# SELECTED EXTRACT:
And Mackubin Thomas Owens:

But if the United States were to take Murtha's advice, the outcome would be precisely the opposite of what he desires. He only needs to recall what happened in Vietnam.

After 1968, the situation in Vietnam was very similar to the one that prevails in Iraq today. Trends were moving in the right direction for the Americans and South Vietnamese. The United States had changed its strategy after Tet 1968, scoring significant military successes against the North Vietnamese while advancing "Vietnamization." These successes helped stabilize the political and economic situation in South Vietnam, solidifying the attachment of the rural population to the South Vietnamese government and resulting in the establishment of the conditions necessary for South Vietnam's survival as a viable political entity.

# DATA EXTRACT:
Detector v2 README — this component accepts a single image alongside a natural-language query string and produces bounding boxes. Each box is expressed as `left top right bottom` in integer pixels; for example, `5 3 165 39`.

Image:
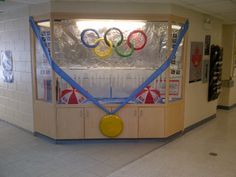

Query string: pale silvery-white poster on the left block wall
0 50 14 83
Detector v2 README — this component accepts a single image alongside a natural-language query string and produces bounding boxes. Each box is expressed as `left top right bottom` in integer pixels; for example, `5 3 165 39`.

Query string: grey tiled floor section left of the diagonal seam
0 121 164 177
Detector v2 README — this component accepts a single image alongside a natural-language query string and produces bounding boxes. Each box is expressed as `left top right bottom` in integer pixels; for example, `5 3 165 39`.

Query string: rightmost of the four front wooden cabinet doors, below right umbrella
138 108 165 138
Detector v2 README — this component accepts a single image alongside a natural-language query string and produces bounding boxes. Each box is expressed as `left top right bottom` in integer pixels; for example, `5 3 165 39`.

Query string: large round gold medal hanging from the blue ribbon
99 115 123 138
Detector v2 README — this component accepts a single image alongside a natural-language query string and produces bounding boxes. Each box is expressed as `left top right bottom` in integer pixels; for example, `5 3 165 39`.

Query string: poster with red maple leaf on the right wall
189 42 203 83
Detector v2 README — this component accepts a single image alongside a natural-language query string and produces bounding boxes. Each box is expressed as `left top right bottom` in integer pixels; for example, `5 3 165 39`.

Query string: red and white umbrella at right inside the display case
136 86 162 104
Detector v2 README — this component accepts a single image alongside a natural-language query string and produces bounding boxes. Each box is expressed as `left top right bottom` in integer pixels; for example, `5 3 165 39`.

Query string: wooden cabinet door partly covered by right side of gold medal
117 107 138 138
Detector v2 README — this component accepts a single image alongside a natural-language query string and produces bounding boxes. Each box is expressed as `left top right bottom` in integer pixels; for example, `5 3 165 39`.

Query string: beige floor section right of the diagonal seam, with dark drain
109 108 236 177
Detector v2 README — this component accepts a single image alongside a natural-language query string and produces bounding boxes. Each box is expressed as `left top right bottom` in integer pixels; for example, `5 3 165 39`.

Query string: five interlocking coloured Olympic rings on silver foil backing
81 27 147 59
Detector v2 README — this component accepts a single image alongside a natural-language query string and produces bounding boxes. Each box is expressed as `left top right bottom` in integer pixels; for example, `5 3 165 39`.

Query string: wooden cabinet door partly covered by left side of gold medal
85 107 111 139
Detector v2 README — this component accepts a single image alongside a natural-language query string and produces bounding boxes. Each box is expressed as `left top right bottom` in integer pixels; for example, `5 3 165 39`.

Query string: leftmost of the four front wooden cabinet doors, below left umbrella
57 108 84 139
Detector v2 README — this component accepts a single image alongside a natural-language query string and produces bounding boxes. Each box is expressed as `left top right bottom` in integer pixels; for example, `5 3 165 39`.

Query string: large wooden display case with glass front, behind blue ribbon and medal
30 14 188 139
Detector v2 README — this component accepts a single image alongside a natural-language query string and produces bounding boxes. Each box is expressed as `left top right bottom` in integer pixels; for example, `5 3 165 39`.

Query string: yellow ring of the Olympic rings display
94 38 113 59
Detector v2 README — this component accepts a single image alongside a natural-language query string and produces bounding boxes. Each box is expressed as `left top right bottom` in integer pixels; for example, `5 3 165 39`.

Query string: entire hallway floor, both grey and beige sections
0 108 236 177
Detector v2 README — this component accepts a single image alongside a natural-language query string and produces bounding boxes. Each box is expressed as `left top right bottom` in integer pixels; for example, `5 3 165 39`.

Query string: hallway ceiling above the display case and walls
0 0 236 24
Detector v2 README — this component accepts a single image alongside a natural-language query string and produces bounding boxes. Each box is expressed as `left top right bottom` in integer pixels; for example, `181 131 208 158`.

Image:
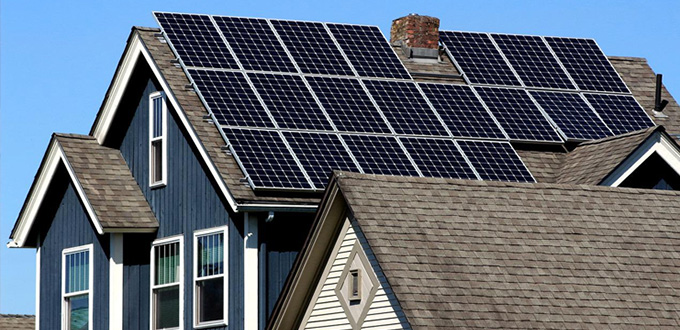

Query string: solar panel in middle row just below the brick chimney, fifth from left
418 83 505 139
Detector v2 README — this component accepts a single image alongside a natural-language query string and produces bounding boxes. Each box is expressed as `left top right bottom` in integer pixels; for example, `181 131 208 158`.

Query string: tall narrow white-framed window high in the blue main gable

# WORK TO COMPLETE:
(1) According to the passage on Vietnam and Iraq, after what event did the United States change its strategy in Vietnam?
(2) Reproduce the part of the passage on Vietnam and Iraq starting at "And Mackubin Thomas" and ending at "happened in Vietnam.".
(3) Carry on writing the passage on Vietnam and Iraq from the point where it stops.

# ANSWER LIST:
(1) After Tet 1968.

(2)
And Mackubin Thomas Owens:

But if the United States were to take Murtha's advice, the outcome would be precisely the opposite of what he desires. He only needs to recall what happened in Vietnam.

(3)
The new strategy was vindicated during the 1972 Easter Offensive. This was the biggest offensive push of the war, greater in magnitude than either the 1968 Tet offensive or the final assault of 1975. While the U.S. provided massive air and naval support and while there were inevitable failures on the part of some South Vietnamese units, all in all, the South Vietnamese fought well. Then, having blunted the communist thrust, they recaptured territory that had been lost to Hanoi. So effective was the combination of the South Vietnamese army's performance during the Easter Offensive, an enhanced counterinsurgency effort, and LINEBACKER II — the so-called Christmas bombing of 1972 later that year — that the British counterinsurgency expert, Sir Robert Thompson concluded US-ARVN forces "had won the war. It was over."

But as Bob Sorley has observed, while the war in Vietnam "was being won on the ground... it was being lost at the peace table and in the U.S. Congress." First, the same sort of domestic defeatism that is endangering our effort in Iraq today impelled President Nixon to rush to extricate the country from Vietnam, forcing South Vietnam to accept a cease fire that permitted North Vietnamese Army forces to remain in South Vietnam.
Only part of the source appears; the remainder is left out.